- Exercise task -
Starting with the line that contains "Task: point to each instance of the dark tree", reproduce each line through the end of the listing below, with no other output.

- Location identification items -
--------------------------------

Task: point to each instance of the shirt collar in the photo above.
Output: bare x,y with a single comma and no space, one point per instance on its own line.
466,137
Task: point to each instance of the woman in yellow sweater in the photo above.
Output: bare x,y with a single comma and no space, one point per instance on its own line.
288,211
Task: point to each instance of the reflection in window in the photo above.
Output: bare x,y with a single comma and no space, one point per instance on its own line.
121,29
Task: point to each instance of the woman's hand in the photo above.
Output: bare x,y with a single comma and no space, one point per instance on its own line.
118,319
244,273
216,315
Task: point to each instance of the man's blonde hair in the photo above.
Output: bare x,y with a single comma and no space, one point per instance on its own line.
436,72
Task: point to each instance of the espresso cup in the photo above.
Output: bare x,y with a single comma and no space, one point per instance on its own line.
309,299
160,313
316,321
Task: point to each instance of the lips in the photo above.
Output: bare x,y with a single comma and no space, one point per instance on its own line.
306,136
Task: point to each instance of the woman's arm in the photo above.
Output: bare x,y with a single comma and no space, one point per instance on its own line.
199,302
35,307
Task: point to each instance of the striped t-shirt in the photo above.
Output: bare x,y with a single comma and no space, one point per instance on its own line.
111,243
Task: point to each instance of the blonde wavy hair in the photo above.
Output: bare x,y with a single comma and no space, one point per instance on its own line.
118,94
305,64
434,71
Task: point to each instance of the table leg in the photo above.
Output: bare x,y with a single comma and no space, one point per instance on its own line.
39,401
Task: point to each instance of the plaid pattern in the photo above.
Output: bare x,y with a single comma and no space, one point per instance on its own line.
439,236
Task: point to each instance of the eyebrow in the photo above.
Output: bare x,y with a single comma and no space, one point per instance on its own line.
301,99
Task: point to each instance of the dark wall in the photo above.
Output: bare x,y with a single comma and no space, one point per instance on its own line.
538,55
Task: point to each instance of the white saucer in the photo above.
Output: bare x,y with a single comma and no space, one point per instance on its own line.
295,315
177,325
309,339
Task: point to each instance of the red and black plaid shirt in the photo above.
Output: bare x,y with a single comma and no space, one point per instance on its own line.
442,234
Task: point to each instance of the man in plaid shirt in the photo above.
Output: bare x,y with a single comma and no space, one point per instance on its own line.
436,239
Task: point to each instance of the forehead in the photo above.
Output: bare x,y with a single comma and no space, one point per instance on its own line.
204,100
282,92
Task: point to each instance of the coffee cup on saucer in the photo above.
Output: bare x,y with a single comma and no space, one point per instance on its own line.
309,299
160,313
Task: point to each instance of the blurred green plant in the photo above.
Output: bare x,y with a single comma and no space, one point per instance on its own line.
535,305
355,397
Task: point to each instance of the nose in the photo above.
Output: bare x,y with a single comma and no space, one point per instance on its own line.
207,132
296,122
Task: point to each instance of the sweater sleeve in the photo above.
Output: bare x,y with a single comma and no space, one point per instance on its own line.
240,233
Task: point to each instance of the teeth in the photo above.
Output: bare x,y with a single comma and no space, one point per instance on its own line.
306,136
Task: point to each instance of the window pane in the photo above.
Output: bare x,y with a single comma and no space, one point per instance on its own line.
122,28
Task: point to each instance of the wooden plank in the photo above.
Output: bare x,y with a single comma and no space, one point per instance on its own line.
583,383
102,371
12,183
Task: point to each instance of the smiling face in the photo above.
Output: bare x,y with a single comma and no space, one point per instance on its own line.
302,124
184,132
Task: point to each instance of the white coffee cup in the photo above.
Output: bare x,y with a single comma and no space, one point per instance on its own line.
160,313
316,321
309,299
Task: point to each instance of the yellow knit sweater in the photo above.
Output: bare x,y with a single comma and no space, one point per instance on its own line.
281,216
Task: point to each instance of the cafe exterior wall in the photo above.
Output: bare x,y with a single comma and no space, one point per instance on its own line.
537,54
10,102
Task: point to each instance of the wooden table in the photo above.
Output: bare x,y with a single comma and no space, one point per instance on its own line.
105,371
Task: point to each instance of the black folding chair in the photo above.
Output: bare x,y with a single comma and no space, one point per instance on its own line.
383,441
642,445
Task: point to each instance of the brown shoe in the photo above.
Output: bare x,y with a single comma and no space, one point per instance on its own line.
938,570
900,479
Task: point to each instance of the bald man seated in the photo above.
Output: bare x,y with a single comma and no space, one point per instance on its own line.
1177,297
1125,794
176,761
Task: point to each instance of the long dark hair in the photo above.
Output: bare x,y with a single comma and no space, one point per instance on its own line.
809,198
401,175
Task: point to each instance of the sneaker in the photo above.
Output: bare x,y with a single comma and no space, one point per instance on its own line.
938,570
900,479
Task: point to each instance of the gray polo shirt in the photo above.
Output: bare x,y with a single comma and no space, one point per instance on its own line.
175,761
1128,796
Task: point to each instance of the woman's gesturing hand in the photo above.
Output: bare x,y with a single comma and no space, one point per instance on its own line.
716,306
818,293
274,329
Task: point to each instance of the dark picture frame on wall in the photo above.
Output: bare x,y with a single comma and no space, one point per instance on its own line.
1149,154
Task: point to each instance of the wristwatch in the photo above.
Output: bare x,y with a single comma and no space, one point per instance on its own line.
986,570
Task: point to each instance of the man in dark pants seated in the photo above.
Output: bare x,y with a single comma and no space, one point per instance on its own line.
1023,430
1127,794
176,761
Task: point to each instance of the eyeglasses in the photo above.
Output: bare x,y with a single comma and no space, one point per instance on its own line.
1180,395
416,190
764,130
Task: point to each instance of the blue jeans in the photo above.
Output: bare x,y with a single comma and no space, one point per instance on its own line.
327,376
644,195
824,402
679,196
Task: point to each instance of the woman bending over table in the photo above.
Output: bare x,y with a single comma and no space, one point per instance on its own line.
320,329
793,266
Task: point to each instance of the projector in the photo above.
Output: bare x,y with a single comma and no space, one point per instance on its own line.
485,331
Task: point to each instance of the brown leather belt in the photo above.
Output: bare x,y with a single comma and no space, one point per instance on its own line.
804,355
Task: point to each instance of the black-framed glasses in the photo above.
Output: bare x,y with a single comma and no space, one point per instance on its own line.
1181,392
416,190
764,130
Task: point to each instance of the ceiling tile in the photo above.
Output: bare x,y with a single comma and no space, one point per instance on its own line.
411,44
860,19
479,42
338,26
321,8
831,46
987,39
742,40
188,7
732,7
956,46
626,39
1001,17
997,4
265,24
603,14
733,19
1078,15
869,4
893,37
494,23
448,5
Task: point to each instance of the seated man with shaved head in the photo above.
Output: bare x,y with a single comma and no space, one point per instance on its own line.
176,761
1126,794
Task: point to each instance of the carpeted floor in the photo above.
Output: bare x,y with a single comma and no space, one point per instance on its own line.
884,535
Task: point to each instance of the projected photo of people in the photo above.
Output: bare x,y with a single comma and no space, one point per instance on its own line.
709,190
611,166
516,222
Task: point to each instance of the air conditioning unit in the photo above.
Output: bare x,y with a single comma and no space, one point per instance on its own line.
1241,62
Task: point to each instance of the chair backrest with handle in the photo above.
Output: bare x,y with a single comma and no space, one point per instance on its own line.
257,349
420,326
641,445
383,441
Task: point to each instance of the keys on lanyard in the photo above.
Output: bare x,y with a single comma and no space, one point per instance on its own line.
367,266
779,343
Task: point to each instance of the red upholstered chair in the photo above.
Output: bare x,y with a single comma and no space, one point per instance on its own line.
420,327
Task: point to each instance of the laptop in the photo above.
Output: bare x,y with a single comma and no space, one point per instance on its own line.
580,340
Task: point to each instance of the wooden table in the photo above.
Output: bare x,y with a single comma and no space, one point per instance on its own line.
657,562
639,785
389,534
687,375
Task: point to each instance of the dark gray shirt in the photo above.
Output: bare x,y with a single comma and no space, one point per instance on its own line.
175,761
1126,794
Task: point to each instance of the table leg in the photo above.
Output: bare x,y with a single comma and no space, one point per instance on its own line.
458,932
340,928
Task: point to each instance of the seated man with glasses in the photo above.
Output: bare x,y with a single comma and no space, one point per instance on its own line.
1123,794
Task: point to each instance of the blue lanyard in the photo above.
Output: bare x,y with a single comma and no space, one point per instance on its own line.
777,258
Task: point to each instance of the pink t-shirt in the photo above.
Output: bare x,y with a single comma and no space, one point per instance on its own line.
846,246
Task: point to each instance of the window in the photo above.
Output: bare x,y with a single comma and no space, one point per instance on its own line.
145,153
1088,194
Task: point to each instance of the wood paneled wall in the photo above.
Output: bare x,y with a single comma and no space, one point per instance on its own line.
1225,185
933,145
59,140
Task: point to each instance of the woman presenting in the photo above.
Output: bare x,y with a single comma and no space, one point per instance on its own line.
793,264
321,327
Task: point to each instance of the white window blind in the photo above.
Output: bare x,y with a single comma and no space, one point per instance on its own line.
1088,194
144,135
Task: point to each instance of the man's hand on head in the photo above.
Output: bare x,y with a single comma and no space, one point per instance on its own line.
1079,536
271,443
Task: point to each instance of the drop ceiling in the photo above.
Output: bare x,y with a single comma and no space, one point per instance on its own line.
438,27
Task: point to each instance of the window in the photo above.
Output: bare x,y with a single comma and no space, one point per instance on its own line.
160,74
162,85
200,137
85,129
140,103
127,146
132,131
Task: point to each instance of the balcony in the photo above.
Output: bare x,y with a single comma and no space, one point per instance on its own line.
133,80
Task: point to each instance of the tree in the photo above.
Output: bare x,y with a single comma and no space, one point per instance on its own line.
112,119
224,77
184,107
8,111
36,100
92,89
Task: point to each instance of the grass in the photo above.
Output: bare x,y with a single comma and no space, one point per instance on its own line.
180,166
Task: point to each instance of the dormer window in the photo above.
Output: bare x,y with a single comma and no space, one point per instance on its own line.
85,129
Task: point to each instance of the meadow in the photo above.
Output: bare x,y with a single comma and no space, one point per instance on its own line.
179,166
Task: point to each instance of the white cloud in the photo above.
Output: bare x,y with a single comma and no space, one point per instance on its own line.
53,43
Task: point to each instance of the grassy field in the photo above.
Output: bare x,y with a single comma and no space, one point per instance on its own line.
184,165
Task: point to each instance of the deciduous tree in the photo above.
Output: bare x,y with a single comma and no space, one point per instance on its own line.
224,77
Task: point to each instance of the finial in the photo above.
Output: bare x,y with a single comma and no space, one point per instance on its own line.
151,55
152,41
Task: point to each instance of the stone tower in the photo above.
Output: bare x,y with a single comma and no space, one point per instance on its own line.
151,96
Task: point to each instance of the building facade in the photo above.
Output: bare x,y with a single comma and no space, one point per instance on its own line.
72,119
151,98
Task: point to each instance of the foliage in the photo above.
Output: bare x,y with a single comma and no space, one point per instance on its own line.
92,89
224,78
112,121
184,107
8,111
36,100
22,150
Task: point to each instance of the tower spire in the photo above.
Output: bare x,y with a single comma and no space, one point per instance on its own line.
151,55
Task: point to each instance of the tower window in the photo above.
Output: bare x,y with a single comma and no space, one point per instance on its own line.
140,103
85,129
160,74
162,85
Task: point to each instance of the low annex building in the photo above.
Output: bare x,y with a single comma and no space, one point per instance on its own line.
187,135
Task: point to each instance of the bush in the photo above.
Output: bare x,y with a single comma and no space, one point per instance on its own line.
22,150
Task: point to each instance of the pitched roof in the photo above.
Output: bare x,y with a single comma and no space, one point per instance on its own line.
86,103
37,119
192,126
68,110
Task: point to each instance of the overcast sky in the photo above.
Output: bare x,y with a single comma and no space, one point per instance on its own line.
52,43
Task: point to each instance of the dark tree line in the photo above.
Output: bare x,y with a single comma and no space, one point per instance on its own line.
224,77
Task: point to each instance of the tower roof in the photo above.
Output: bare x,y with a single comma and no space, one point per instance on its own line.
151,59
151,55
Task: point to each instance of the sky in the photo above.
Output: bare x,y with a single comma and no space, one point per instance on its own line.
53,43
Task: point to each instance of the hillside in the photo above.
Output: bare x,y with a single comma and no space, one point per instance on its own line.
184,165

--------------------------------

- Full response -
Task: point to each instance of the dark tree line in the photo above.
Output: bare x,y with a single comma and no space, one point per instance on its own line.
224,77
Task: point to each instance of the tower roof in the photo above.
Output: bare x,y with a single comma and no space, one point per instance on its own line.
151,59
151,55
Task: point to each instance of the sky in the photo above.
Output: bare x,y with a single comma and no space, one point per instance on its own line.
53,43
Task: point to each instance of the hillside in the photo above.
Output: bare x,y with a single comma and no space, one point per instance on its own line.
184,165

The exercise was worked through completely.